===== Excerpt to read =====

During this period O'Curry was establishing a reputation for his knowledge of the Irish language and Irish history, and, by 1834, was in correspondence with the antiquary John O'Donovan. He was employed, from 1835 to 1842, on O'Donovan's recommendation, in the topographical and historical section of the Irish Ordnance Survey. O'Donovan went on to marry O'Curry's sister-in-law, Mary Anne Broughton, in 1840. O'Curry spent much of the remainder of his life in Dublin and earned his living by translating and copying Irish manuscripts; the catalogue of Irish manuscripts in the British Museum (1849) was compiled by him for a fee of £100. O'Curry was responsible for the transcripts of Irish manuscripts from which O'Donovan edited The Annals of the Four Masters between 1848 to 1851.[1]

In 1851 he was elected a member of the Royal Irish Academy and, on the founding of the Catholic University of Ireland in 1854, he was appointed professor of Irish history and archaeology.[1] He worked with George Petrie on the Ancient Music of Ireland (1855). In 1852, he and O'Donovan proposed the Dictionary of the Irish Language, which was eventually begun by the Royal Irish Academy in 1913 and finally completed in 1976.

===== Collected material =====

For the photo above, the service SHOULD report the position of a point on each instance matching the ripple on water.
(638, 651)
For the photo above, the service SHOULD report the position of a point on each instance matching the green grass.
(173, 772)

=====

Given exercise → Could you copy out the passage on O'Curry's scholarly career word for word, in full?

Exercise answer →
During this period O'Curry was establishing a reputation for his knowledge of the Irish language and Irish history, and, by 1834, was in correspondence with the antiquary John O'Donovan. He was employed, from 1835 to 1842, on O'Donovan's recommendation, in the topographical and historical section of the Irish Ordnance Survey. O'Donovan went on to marry O'Curry's sister-in-law, Mary Anne Broughton, in 1840. O'Curry spent much of the remainder of his life in Dublin and earned his living by translating and copying Irish manuscripts; the catalogue of Irish manuscripts in the British Museum (1849) was compiled by him for a fee of £100. O'Curry was responsible for the transcripts of Irish manuscripts from which O'Donovan edited The Annals of the Four Masters between 1848 to 1851.[1]

In 1851 he was elected a member of the Royal Irish Academy and, on the founding of the Catholic University of Ireland in 1854, he was appointed professor of Irish history and archaeology.[1] He worked with George Petrie on the Ancient Music of Ireland (1855). In 1852, he and O'Donovan proposed the Dictionary of the Irish Language, which was eventually begun by the Royal Irish Academy in 1913 and finally completed in 1976.